— EXTRACTED TEXT —

+++

Aurora to send illegal homeless campers to problem-solving court



(The Center Square)—The city of Aurora is looking to amend an ordinance for unauthorized camping that would require homeless people to attend “problem-solving court.”

The proposal was discussed in a recent Public Safety, Courts & Civil Service Policy Committee meeting on May 20. “Closed to camping” means that the city designates the location on public property as an area that is closed to camping, according to the agenda.

The city is looking to amend certain sections to make it unlawful for anyone to camp or keep their property in any area designated as “closed to camping,” with the exception that if homeless individuals are offered shelter options and decline and refuse to move their things, they will be given a citation and could be arrested, according to the agenda document.

“The 72-hour notice requirement and the shelter option requirement of this article do not apply to an unauthorized camp in an area Closed to Camping,” the city states in the ordinance, adding that the signs posted in the closed-to-camping areas are enough notice.

+++

— Dataset records —
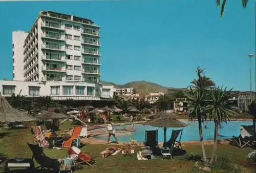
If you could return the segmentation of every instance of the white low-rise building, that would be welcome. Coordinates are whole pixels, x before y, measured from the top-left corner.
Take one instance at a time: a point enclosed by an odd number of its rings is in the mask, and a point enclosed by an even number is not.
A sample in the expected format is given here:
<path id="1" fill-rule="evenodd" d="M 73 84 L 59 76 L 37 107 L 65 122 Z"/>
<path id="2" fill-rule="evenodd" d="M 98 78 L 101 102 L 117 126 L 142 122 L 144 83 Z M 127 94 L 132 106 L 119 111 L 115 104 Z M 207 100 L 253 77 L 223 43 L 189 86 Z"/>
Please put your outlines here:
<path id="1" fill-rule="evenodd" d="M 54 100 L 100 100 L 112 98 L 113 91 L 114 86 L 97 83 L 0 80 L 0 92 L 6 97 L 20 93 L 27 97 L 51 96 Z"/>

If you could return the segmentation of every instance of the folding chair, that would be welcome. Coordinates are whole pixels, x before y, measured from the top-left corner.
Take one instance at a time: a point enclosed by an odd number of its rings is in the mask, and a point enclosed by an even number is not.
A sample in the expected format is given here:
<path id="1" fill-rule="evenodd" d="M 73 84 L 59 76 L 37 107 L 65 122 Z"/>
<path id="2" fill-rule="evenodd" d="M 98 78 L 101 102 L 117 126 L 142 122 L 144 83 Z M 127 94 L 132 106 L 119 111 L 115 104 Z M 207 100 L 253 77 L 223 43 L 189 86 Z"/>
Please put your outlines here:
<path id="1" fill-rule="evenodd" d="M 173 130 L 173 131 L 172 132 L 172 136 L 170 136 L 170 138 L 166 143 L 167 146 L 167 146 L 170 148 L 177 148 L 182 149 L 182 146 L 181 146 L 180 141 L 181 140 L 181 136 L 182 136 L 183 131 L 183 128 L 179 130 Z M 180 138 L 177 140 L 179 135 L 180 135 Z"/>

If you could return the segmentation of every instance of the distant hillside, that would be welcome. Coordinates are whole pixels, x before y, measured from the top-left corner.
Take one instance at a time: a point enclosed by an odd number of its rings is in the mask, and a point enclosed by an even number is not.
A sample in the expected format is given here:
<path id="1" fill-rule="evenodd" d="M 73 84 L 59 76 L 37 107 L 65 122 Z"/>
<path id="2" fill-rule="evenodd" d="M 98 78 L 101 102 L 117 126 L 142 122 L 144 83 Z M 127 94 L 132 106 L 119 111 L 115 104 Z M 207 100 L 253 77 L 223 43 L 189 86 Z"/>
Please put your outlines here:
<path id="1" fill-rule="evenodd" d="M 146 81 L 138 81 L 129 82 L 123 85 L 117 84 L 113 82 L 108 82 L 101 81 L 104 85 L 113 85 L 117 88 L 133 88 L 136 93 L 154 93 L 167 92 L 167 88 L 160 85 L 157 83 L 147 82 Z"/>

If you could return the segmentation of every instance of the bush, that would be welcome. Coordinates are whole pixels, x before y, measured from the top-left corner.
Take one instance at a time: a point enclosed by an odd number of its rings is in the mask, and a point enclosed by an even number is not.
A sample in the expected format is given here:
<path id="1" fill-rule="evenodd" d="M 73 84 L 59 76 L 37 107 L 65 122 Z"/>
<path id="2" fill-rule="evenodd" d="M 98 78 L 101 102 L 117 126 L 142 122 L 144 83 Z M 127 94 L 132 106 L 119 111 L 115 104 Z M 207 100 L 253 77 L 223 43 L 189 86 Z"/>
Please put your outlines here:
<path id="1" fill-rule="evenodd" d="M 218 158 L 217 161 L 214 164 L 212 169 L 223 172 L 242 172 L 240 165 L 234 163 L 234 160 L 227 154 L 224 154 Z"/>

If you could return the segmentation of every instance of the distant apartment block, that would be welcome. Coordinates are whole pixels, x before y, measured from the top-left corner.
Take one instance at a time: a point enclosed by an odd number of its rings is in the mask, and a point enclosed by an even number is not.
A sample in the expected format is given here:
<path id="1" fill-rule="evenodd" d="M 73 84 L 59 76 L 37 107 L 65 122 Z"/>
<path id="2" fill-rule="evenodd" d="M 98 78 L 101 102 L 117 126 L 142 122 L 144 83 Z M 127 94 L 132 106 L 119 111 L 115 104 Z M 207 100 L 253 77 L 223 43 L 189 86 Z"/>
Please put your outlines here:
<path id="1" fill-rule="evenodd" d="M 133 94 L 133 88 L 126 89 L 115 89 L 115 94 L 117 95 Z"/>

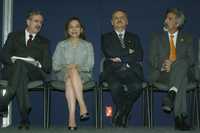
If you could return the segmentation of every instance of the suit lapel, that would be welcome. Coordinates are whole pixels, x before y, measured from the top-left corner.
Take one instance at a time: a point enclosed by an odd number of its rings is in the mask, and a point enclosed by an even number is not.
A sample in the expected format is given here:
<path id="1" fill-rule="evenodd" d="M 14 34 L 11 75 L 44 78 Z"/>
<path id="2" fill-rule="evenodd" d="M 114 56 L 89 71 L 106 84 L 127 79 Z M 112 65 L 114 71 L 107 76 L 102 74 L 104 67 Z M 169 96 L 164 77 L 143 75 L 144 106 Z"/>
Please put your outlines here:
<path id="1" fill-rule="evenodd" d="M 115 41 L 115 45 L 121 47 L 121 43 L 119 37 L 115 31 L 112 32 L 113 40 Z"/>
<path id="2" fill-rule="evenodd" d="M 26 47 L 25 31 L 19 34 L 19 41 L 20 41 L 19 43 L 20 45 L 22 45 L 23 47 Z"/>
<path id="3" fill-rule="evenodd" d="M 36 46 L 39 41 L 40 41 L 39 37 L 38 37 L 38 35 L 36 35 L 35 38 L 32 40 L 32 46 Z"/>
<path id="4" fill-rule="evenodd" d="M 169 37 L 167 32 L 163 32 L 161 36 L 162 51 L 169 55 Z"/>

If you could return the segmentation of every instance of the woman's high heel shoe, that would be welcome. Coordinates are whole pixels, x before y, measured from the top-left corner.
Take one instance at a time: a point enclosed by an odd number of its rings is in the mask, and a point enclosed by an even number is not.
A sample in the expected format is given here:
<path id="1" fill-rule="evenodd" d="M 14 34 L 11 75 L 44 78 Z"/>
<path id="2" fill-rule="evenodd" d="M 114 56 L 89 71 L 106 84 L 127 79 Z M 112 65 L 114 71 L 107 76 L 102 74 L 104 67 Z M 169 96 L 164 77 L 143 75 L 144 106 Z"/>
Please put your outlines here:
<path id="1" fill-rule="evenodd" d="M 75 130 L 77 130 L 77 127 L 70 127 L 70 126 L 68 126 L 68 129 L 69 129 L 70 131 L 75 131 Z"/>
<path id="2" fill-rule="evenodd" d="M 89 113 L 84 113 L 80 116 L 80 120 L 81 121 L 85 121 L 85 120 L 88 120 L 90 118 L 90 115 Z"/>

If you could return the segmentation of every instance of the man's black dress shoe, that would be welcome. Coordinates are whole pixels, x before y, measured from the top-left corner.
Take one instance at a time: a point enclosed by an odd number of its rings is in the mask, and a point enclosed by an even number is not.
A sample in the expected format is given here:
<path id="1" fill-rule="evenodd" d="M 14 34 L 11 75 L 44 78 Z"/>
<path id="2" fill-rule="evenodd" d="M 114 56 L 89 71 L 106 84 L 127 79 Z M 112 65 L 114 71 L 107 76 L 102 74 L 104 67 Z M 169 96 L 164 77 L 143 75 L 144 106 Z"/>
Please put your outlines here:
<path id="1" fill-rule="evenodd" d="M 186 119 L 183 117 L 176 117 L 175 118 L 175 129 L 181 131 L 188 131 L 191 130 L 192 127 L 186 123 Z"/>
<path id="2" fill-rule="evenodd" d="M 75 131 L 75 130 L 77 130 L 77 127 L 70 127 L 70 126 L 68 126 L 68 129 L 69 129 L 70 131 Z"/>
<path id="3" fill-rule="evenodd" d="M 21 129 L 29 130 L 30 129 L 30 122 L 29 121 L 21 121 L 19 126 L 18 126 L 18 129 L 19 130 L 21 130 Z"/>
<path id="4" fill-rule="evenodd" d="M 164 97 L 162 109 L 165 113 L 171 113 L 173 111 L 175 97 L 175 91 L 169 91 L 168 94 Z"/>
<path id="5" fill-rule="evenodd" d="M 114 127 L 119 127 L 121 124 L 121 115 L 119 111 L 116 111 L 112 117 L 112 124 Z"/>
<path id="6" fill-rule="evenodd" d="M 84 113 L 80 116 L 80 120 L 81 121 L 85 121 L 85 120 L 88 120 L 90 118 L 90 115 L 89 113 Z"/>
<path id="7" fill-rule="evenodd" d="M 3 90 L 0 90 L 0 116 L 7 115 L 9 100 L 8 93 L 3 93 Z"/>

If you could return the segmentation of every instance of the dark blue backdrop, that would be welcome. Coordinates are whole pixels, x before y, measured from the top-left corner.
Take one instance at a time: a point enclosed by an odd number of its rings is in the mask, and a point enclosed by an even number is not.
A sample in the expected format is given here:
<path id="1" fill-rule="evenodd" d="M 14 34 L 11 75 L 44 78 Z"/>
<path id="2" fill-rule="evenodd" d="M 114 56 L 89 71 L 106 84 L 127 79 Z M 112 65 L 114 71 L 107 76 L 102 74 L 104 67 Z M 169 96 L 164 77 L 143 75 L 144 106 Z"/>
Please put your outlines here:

+++

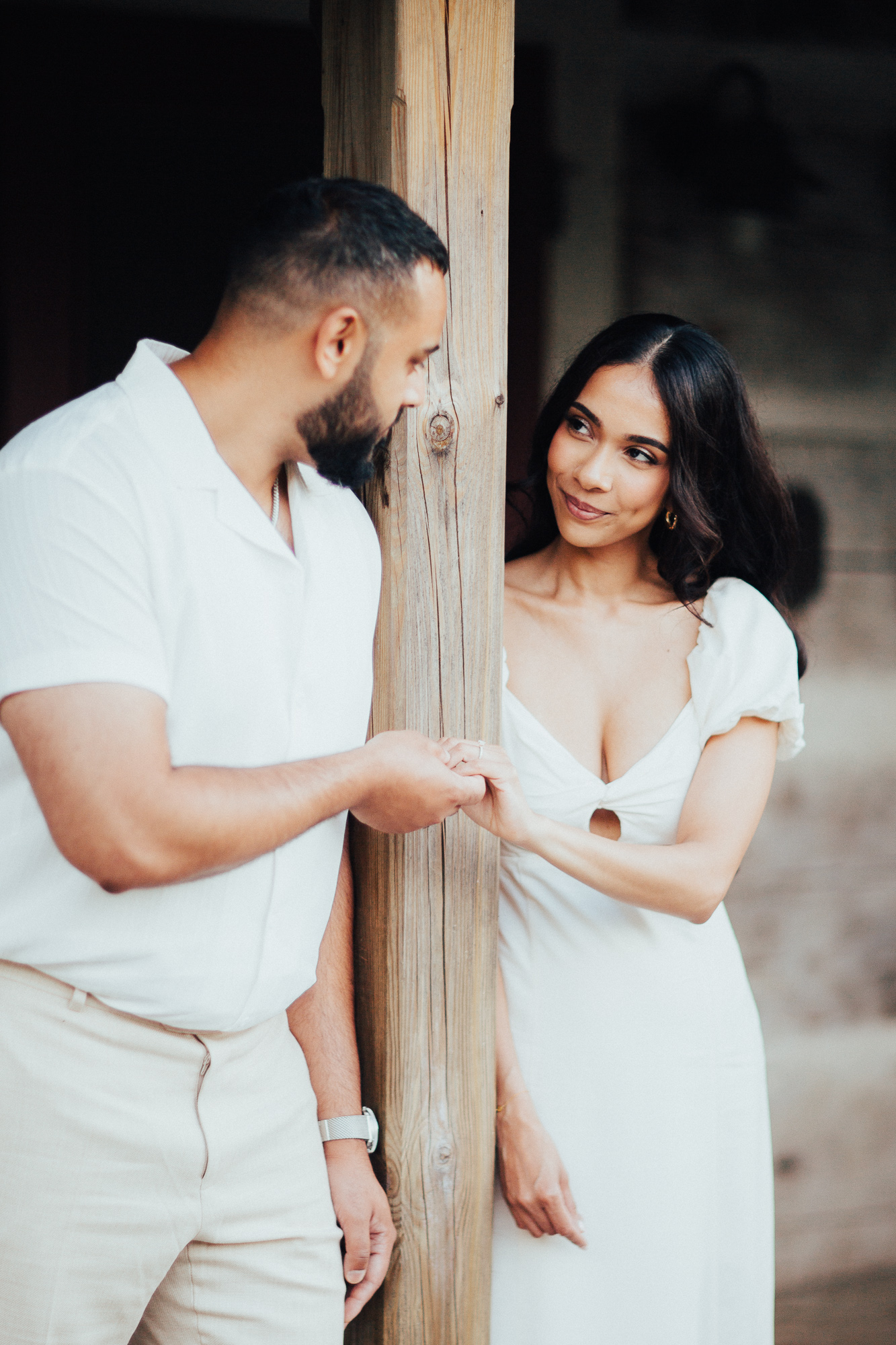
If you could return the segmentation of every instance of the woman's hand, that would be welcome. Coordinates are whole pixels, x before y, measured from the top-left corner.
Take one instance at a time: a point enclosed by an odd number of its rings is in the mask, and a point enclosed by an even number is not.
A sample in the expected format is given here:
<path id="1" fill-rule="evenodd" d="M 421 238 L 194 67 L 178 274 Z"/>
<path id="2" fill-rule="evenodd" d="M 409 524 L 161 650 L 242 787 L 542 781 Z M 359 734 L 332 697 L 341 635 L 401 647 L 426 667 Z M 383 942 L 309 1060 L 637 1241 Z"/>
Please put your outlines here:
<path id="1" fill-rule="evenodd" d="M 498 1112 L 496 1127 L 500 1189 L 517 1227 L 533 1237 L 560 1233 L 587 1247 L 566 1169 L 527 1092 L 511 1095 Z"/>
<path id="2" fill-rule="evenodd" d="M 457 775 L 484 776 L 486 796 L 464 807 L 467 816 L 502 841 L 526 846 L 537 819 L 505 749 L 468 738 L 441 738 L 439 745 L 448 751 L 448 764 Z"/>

+++

— WRITTEN INSTRUCTION 1 —
In the article on Aurora's camping ordinance, what kind of court would homeless people be required to attend?
— WRITTEN INSTRUCTION 2 —
Continue the article about Aurora's unauthorized camping ordinance from where it stops.

— EXERCISE ANSWER 1 —
Problem-solving court.

— EXERCISE ANSWER 2 —
This is due to the increase the city is seeing in homelessness, according to the document.

“I, along with Council Member Steve Sundberg and Aurora’s Chief Municipal Judge Shawn Day, visited problem-solving courts in Arvada and Lakewood who specifically handle low-level offices committed by individuals experiencing homelessness.” Mayor Mike Coffman said in an email to The Center Square.

The mayor stated that judges of problem-solving courts meet monthly with assigned offenders and monitor their individual progress. Under the city’s proposal, homeless offenders are given a year of probation, and after meeting the requirements enforced by the courts, they could have their charges dropped.

The city of Aurora uses the Housing Employment Assistance Recovery Team (HEART) program for homeless individuals charged with trespassing, refusal to leave, or non-domestic violence low-level non-violent municipal ordinance offenses.

The HEART Program works with the problem-solving courts. It is a non-traditional way of using treatment plans and multidisciplinary teams from judicial and treatment communities. As of May 2023, Colorado has 66 operating problem-solving courts.

Programs of Problem-solving courts include adult drug courts, juvenile drug courts, DUI courts, adult and juvenile mental health courts, family and dependency/ neglect courts, and veterans’ treatment courts, according to Colorado’s website.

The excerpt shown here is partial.